━━━━━ Data excerpts ━━━━━

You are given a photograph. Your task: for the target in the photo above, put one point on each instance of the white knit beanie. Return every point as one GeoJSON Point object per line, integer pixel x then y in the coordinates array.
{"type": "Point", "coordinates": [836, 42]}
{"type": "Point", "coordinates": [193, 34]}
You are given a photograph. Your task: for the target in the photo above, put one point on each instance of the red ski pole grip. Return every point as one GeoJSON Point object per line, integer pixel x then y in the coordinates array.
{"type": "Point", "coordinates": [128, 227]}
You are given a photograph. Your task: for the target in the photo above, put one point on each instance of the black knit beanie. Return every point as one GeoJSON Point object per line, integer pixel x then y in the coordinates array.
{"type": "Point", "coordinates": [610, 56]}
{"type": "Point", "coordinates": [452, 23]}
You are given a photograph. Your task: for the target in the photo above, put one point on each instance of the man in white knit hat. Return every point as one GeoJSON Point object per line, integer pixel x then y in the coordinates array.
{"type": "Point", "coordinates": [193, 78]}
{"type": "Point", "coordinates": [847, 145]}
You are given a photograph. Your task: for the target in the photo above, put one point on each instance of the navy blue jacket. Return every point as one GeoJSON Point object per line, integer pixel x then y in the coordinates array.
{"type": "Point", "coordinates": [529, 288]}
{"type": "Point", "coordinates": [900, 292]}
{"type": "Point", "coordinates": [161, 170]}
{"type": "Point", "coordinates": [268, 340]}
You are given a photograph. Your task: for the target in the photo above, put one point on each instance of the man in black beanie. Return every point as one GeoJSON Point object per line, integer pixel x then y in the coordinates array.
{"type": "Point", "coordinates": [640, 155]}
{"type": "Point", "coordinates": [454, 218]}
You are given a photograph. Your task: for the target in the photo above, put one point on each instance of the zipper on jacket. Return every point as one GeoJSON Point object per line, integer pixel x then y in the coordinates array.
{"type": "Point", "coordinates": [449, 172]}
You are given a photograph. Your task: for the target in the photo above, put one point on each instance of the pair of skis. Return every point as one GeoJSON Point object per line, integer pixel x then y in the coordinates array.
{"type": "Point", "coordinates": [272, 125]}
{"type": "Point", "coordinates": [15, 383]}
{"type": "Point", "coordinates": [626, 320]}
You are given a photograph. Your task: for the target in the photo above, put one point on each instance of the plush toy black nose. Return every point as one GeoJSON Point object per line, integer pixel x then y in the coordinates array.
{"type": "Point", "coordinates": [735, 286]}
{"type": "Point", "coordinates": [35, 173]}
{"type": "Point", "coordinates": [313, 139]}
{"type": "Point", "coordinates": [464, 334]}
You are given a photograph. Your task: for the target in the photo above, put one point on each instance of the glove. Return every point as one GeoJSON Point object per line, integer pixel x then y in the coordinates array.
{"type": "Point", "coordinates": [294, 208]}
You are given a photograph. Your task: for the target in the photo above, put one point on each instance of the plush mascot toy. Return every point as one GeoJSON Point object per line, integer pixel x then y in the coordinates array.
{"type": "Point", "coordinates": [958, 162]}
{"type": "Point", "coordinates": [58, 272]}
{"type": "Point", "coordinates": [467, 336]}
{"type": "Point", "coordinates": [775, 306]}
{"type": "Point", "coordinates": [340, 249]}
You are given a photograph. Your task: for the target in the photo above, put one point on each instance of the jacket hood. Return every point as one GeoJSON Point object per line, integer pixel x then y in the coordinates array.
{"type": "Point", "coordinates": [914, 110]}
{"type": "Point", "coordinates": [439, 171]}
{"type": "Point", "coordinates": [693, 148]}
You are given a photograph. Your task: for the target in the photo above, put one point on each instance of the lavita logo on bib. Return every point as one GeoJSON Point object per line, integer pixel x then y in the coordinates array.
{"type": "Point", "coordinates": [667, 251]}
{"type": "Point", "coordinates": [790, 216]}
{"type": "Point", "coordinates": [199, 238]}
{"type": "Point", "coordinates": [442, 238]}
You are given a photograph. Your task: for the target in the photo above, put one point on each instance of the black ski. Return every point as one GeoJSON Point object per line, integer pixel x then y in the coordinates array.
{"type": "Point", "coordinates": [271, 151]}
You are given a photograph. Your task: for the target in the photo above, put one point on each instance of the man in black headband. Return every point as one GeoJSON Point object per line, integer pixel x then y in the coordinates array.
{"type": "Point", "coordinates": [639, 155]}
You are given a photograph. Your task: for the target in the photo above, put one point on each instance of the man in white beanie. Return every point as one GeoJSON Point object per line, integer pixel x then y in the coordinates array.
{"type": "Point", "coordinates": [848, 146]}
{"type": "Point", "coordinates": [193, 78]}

━━━━━

:: Exercise objective ::
Once you reach the line containing "the black ski.", output that line and each one after it exactly, ending with the final line of the listing and adding nothing else.

:: Solution ::
You are given a photograph. Your task: for the target in the photo above, put one point on each instance of the black ski. Return every point as one GeoJSON Point object per line, integer pixel x then y in the coordinates array.
{"type": "Point", "coordinates": [271, 151]}
You are given a photograph. Your task: for the target in the photo above, put one point on each instance of the man in black headband. Return every point as one GeoJSON Point object per line, integer pixel x then y in the coordinates array.
{"type": "Point", "coordinates": [639, 155]}
You are given a photograph. Your task: for the target in the photo above, put one point on each instance of the man in white beanie. Return every point as one GeoJSON Point object per line, integer pixel x then y in the coordinates array.
{"type": "Point", "coordinates": [848, 146]}
{"type": "Point", "coordinates": [193, 78]}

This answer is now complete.